In the listing below, copy out word for word everything from the line containing "brown bird that the sensor captured." down to the line containing "[391,278,533,366]", including both of those lines.
>> Begin PROVIDED DATA
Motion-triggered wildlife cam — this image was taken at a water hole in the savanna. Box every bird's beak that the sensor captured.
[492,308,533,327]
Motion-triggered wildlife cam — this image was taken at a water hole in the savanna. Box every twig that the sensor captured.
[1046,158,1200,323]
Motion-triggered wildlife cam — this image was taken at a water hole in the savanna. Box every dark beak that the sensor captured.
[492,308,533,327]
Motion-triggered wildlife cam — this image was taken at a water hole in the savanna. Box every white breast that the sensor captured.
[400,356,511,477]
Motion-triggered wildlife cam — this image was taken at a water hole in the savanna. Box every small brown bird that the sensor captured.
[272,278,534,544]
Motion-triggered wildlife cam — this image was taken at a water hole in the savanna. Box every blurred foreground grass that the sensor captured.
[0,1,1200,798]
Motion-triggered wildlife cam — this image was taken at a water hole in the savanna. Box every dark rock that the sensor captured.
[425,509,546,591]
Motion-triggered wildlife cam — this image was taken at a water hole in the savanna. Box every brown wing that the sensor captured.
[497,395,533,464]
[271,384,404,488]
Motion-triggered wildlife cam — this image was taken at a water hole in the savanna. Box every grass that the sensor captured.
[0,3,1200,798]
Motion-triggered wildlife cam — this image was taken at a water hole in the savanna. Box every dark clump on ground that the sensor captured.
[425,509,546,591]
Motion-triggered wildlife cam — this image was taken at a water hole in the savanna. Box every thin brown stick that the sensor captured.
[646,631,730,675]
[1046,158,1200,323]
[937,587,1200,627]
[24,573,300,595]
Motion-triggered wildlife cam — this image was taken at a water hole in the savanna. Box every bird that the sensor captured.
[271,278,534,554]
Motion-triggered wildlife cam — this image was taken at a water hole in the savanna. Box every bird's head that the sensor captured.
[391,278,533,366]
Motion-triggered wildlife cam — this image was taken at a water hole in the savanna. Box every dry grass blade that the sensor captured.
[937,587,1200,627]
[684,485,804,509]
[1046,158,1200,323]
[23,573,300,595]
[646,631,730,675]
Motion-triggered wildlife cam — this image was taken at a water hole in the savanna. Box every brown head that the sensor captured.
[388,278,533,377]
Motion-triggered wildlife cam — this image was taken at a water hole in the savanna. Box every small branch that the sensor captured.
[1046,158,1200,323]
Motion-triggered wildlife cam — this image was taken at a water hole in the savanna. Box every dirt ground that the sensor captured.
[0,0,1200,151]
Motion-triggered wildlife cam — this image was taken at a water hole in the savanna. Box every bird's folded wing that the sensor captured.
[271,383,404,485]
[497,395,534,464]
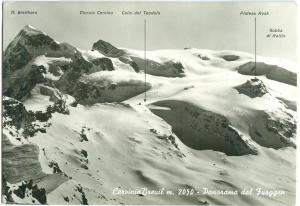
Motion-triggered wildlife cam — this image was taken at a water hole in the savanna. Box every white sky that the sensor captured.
[3,2,297,61]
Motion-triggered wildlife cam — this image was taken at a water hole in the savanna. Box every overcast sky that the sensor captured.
[3,2,297,61]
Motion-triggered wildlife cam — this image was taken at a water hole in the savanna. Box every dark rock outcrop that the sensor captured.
[237,62,297,86]
[235,78,268,98]
[92,40,125,57]
[131,57,184,77]
[91,57,114,71]
[151,100,257,156]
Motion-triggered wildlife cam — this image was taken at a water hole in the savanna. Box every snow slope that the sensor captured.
[3,26,297,205]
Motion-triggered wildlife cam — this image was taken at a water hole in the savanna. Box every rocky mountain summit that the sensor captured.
[2,26,297,205]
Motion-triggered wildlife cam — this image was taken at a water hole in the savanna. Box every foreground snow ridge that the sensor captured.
[2,26,297,205]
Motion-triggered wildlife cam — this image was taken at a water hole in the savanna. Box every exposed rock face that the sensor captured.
[119,56,140,72]
[40,85,63,102]
[92,40,124,57]
[3,65,46,100]
[237,62,297,86]
[56,51,93,94]
[3,26,75,77]
[131,57,184,77]
[151,100,257,156]
[249,110,297,149]
[2,97,27,129]
[235,78,268,98]
[3,26,75,100]
[3,42,32,78]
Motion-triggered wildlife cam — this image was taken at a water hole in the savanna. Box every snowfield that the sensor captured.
[2,27,297,205]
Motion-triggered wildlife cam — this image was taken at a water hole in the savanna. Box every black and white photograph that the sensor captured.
[1,1,299,206]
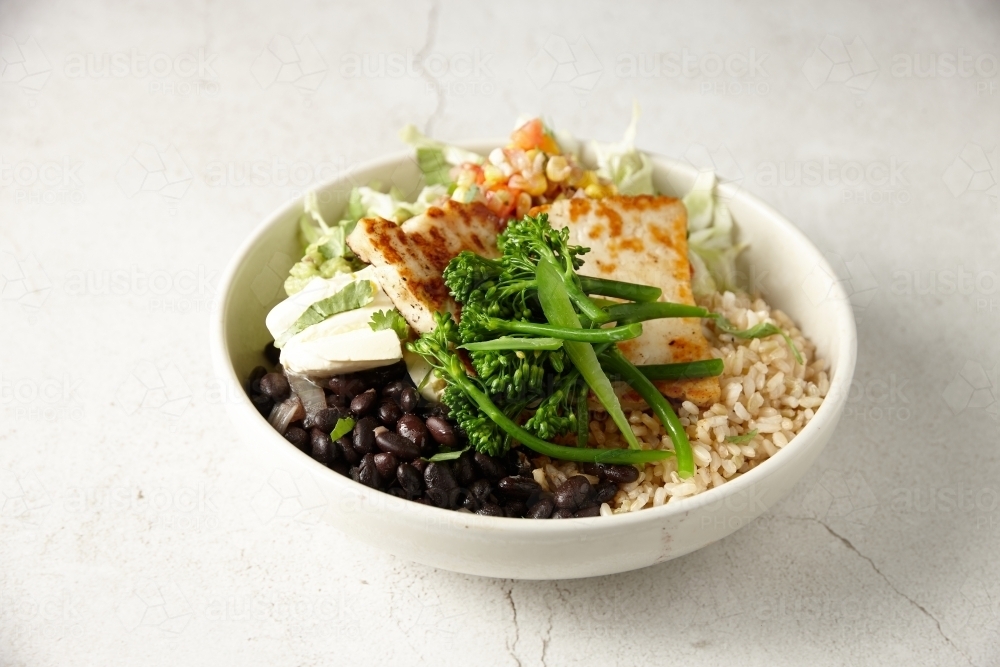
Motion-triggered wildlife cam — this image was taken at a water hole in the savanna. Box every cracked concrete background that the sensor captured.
[0,0,1000,666]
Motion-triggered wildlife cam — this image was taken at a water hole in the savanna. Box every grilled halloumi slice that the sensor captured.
[547,196,720,407]
[347,200,501,333]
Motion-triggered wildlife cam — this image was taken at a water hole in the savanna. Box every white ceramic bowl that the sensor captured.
[211,141,856,579]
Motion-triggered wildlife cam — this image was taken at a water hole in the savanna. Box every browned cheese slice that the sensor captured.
[548,196,720,409]
[347,201,501,333]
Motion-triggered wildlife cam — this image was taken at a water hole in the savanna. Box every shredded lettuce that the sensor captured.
[285,184,448,296]
[285,192,360,296]
[399,124,486,185]
[584,103,656,195]
[350,185,448,224]
[684,171,746,295]
[274,280,376,349]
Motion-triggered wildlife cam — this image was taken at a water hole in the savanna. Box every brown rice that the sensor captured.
[534,292,830,515]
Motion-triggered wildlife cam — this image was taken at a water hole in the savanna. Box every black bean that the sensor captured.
[354,417,378,456]
[264,341,281,366]
[469,479,493,501]
[246,366,267,394]
[309,428,340,466]
[554,475,594,511]
[375,431,420,462]
[452,451,476,486]
[382,380,406,401]
[336,435,361,466]
[507,449,532,477]
[503,500,528,518]
[426,486,450,509]
[250,394,274,418]
[594,480,618,505]
[327,375,368,398]
[396,414,430,448]
[396,463,424,496]
[358,454,382,489]
[351,389,378,417]
[525,498,556,519]
[472,452,507,481]
[285,426,309,452]
[424,463,458,491]
[497,476,541,500]
[399,387,418,412]
[426,417,458,447]
[597,463,639,484]
[378,401,403,428]
[375,452,399,480]
[476,503,503,516]
[448,487,482,512]
[312,408,340,433]
[260,373,292,401]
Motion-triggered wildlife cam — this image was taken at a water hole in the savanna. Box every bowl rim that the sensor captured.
[209,139,857,537]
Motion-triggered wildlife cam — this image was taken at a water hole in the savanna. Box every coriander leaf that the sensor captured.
[368,309,410,340]
[427,447,469,463]
[274,280,375,349]
[330,417,354,440]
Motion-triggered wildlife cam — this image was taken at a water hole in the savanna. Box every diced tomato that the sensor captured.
[510,118,559,155]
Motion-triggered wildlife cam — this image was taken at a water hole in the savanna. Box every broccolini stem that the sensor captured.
[484,318,642,343]
[601,348,694,479]
[449,373,673,465]
[604,301,712,322]
[576,380,590,447]
[459,336,562,352]
[636,359,725,380]
[536,258,641,449]
[580,276,663,301]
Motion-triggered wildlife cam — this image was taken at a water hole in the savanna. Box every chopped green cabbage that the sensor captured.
[285,192,358,296]
[588,103,656,195]
[399,124,486,186]
[683,171,746,296]
[350,185,448,223]
[274,280,376,349]
[285,185,448,296]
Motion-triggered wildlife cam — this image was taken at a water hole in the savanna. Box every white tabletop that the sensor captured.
[0,0,1000,666]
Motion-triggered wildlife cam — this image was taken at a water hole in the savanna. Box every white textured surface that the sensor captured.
[0,1,1000,665]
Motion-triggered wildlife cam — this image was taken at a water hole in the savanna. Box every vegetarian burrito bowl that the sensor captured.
[238,113,830,518]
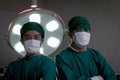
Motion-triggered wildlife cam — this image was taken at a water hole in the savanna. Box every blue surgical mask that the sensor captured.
[24,39,41,53]
[74,31,91,46]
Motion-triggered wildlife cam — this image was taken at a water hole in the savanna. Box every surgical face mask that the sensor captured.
[74,31,90,46]
[24,39,41,53]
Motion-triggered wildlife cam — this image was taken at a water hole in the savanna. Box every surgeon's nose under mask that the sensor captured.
[24,39,41,53]
[74,31,90,46]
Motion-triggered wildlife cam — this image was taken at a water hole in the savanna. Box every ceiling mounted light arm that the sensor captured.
[30,0,37,8]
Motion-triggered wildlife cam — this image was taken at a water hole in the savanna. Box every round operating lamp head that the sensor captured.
[8,8,65,56]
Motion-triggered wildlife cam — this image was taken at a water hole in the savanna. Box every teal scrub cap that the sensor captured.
[68,16,91,32]
[20,22,45,38]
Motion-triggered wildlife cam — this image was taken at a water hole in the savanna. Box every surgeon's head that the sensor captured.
[20,22,45,55]
[68,16,91,46]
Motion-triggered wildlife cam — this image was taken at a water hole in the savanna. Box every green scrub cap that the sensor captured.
[20,22,45,38]
[68,16,91,32]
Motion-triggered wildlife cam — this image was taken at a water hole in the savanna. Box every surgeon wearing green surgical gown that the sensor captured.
[55,16,116,80]
[4,22,56,80]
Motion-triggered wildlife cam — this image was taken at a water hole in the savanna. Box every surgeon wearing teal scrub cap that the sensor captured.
[55,16,117,80]
[4,22,56,80]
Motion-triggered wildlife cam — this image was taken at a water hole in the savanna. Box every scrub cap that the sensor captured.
[20,22,45,38]
[68,16,91,32]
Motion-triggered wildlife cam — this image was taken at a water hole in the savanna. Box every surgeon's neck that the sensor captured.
[71,43,87,52]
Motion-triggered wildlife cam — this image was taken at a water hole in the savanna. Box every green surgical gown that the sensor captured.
[55,48,116,80]
[4,54,56,80]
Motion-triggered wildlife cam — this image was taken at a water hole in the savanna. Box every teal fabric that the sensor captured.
[20,22,45,38]
[68,16,91,32]
[4,55,56,80]
[55,48,116,80]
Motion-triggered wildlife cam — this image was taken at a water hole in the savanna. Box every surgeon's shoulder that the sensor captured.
[41,55,55,64]
[88,48,101,56]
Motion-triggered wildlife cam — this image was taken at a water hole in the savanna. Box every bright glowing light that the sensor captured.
[29,14,41,23]
[46,20,59,32]
[39,47,44,54]
[47,37,60,48]
[15,42,24,53]
[12,24,22,35]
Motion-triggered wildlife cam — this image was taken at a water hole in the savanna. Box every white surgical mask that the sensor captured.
[74,31,90,46]
[24,39,41,53]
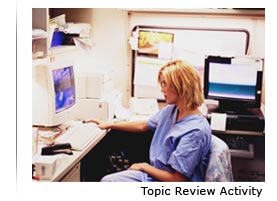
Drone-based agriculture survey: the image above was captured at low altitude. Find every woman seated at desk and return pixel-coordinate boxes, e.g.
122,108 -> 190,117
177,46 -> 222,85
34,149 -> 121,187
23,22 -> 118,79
88,60 -> 211,182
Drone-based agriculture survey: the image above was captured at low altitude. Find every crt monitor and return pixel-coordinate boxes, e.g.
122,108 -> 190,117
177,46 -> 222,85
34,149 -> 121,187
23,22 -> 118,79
204,56 -> 263,112
32,59 -> 76,127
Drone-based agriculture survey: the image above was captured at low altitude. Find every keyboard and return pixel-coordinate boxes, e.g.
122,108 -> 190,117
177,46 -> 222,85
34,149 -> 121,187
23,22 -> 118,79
56,123 -> 104,151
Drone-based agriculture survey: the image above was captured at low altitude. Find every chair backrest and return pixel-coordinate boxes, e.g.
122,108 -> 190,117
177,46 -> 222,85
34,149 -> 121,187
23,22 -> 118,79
205,135 -> 234,182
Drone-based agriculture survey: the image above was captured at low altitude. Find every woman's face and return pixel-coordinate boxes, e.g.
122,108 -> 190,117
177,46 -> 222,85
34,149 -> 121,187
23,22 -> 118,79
161,78 -> 179,104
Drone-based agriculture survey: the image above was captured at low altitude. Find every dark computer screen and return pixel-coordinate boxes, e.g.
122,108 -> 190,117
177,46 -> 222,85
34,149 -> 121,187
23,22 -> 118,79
204,57 -> 262,110
52,66 -> 76,113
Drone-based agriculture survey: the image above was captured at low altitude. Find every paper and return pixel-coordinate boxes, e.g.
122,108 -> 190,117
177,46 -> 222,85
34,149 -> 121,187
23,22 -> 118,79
158,42 -> 173,59
211,113 -> 227,131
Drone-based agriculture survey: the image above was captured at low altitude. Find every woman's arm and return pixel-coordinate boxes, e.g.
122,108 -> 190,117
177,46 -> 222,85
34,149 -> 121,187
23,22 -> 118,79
129,163 -> 190,182
86,119 -> 149,132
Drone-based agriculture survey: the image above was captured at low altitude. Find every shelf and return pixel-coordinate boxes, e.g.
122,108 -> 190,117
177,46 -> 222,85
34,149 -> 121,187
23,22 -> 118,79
122,8 -> 265,17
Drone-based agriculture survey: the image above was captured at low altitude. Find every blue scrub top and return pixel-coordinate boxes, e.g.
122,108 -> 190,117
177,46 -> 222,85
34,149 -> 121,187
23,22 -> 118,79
147,105 -> 211,181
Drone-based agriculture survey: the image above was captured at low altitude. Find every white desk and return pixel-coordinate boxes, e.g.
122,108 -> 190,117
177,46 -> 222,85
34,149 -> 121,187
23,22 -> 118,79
33,130 -> 109,182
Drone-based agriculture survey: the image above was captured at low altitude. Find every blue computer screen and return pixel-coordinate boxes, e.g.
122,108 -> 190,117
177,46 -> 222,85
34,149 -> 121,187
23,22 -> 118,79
52,66 -> 76,113
208,63 -> 257,100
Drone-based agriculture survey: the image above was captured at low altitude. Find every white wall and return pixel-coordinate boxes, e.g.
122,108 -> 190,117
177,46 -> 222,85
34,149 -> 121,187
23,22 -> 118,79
77,9 -> 131,107
81,8 -> 265,106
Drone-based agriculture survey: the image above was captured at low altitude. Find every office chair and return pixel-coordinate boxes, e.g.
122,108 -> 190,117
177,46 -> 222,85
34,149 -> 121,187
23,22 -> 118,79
205,135 -> 234,182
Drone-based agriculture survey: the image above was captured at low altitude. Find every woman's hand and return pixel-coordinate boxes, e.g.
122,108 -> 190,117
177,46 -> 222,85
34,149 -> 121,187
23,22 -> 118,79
128,163 -> 150,171
86,119 -> 111,130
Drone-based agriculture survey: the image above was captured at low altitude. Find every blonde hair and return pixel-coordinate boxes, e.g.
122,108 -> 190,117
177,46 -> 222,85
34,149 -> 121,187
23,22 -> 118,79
158,60 -> 204,110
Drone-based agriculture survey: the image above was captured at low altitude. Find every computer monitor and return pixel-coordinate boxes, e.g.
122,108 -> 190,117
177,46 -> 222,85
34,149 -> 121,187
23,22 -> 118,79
32,59 -> 76,127
204,56 -> 263,112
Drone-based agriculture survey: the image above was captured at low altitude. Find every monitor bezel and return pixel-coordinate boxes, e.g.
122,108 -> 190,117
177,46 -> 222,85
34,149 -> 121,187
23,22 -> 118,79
203,56 -> 263,112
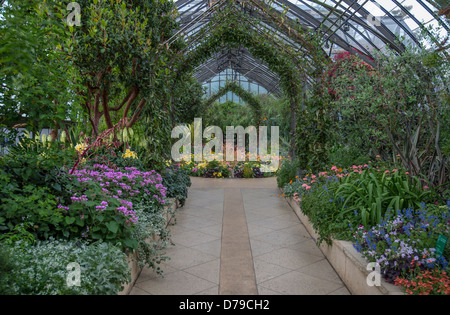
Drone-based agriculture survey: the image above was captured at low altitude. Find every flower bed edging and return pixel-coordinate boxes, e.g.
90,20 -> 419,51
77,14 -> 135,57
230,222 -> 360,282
285,197 -> 404,295
118,199 -> 180,295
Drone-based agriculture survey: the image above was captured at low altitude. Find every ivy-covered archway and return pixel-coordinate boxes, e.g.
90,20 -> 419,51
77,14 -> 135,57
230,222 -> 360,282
202,81 -> 261,123
167,1 -> 327,155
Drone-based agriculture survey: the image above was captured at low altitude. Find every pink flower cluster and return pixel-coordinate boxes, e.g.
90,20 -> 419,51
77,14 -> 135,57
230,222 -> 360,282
58,164 -> 167,233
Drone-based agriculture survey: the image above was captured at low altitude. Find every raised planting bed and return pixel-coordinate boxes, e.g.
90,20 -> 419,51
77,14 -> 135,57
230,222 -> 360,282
118,199 -> 184,295
286,197 -> 404,295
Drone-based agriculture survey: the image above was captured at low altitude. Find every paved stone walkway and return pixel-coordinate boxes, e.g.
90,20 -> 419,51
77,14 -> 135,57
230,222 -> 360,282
130,178 -> 350,295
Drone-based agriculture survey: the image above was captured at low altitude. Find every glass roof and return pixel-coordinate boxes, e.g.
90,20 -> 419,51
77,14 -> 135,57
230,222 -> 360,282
171,0 -> 450,93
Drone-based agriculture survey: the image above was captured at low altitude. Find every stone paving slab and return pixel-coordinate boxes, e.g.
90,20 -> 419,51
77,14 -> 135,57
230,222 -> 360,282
130,177 -> 350,295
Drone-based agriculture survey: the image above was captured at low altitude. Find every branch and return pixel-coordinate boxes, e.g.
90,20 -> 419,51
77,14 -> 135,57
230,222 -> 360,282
123,87 -> 139,118
127,98 -> 146,128
109,88 -> 134,112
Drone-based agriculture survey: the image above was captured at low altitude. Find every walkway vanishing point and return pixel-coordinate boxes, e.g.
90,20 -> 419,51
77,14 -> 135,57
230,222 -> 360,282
130,177 -> 350,295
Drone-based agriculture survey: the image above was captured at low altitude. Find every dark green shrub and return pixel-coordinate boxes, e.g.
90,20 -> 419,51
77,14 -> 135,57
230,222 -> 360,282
161,167 -> 191,206
277,160 -> 298,188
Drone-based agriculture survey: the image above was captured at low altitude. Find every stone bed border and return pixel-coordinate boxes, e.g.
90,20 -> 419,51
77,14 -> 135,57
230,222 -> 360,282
285,197 -> 404,295
118,199 -> 180,295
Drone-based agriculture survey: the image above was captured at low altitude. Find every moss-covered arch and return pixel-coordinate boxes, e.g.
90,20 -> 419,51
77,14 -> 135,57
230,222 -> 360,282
202,81 -> 262,124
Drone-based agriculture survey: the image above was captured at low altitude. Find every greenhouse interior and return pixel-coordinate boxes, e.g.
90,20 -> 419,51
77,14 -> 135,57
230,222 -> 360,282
0,0 -> 450,298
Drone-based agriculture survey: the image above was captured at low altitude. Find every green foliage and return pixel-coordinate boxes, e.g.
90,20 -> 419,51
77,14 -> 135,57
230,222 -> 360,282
133,200 -> 173,274
277,159 -> 298,188
2,135 -> 76,194
318,47 -> 449,191
334,170 -> 432,226
0,185 -> 63,239
295,91 -> 331,172
161,167 -> 191,206
0,240 -> 131,295
0,0 -> 79,130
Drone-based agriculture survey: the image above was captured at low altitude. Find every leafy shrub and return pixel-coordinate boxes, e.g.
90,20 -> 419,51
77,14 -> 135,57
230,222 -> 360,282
58,164 -> 166,249
277,160 -> 298,188
0,185 -> 63,239
134,201 -> 171,274
335,168 -> 432,226
161,167 -> 191,206
2,136 -> 76,194
0,240 -> 131,295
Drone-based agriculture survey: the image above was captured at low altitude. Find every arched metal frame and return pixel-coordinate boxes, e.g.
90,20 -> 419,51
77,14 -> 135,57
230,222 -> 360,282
175,0 -> 449,100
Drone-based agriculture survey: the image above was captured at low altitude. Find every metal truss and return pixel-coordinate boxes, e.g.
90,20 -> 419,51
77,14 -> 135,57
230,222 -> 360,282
169,0 -> 449,95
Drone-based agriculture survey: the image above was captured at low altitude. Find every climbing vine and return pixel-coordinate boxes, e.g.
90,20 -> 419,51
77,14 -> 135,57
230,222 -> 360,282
168,0 -> 325,157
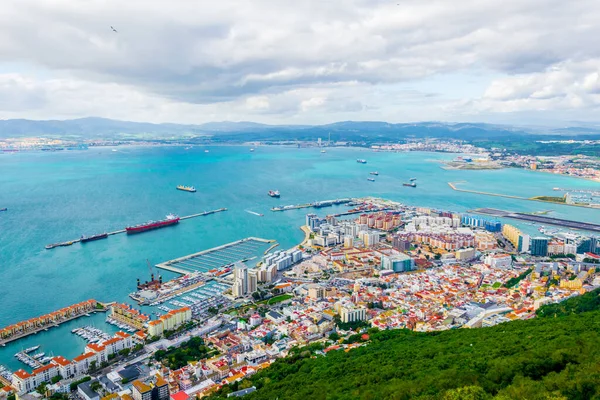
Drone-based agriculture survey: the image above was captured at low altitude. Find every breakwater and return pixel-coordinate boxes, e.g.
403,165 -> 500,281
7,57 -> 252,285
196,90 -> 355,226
271,199 -> 352,211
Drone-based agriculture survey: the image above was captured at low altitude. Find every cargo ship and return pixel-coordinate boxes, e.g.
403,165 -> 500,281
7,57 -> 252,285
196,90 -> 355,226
125,214 -> 180,234
177,185 -> 196,193
79,232 -> 108,243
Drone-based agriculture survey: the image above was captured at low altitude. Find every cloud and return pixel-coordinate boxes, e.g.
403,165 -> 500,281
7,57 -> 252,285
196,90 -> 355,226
0,0 -> 600,122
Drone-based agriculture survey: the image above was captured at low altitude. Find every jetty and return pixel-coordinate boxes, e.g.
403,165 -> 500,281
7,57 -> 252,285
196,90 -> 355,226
271,199 -> 352,211
156,237 -> 276,275
448,181 -> 598,210
0,299 -> 98,346
472,208 -> 600,232
46,208 -> 227,250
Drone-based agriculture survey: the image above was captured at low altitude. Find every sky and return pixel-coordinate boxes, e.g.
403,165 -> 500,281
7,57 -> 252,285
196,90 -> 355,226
0,0 -> 600,126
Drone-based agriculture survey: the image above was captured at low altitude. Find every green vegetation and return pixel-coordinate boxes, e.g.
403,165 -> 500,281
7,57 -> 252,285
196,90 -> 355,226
333,315 -> 371,331
69,376 -> 92,392
211,291 -> 600,400
504,268 -> 533,288
536,289 -> 600,318
256,294 -> 294,304
163,318 -> 198,339
154,337 -> 212,369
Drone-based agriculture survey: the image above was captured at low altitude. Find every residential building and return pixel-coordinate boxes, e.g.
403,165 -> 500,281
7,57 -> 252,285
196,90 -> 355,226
131,374 -> 170,400
340,306 -> 367,322
531,237 -> 548,257
381,253 -> 415,272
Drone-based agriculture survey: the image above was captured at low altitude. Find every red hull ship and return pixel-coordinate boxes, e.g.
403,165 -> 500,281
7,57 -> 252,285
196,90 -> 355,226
125,214 -> 180,234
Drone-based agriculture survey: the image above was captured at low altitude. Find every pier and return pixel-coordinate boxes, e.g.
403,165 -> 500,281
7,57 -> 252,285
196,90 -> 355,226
271,199 -> 352,211
473,208 -> 600,232
156,237 -> 277,275
46,208 -> 227,250
0,300 -> 98,346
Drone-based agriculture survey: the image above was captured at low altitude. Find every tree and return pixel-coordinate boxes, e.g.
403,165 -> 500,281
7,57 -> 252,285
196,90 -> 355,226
89,360 -> 98,372
35,382 -> 46,396
90,381 -> 102,392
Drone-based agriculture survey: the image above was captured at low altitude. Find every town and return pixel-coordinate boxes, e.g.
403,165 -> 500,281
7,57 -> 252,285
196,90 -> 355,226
0,198 -> 600,400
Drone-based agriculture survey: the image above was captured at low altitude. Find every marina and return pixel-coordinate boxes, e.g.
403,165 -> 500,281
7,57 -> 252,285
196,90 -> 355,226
46,208 -> 227,250
0,299 -> 99,351
156,237 -> 275,274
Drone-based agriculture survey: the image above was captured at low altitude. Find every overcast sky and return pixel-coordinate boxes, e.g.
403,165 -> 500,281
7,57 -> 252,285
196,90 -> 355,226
0,0 -> 600,124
>> End PROVIDED DATA
- _EXERCISE OUTPUT_:
Motion-triggered wildlife cam — this image was taken at a water hole in the savanna. Box every small brown bird that the sensor captured.
[272,278,534,544]
Motion-triggered wildlife cam — this image was taken at a water hole in the savanna. Box every blurred foreground grass that the sensor captured.
[0,1,1200,798]
Motion-triggered wildlife cam — this image was taken at a water hole in the savanna. Box every dark rock that the sensor captured.
[425,509,546,591]
Motion-triggered wildlife cam — this image was taken at a water hole in the savanna. Box every brown wing that the sensor captured.
[497,395,533,464]
[271,384,404,488]
Motion-triggered wildlife cam — this image was taken at a water hole in the savanna. Box every grass that the sensor captured.
[0,3,1200,798]
Motion-triggered wildlife cam — this image was taken at a water hole in the savanna. Box every dark clump on ground that the sensor captured.
[425,509,546,591]
Motion-triggered wildlife cam — this image was taken at a water hole in the savanna. Box every thin brown stick that the sensor captured.
[646,631,730,675]
[1046,158,1200,323]
[937,587,1200,627]
[24,573,300,595]
Motion-triggered wildlife cam — this image was taken at a water hole in the savanna. Box every bird that the sensor captured.
[271,278,534,554]
Motion-triggered wildlife cam — this image was taken at a water hole in the savanna. Box every bird's head that the sensor captured.
[391,278,533,366]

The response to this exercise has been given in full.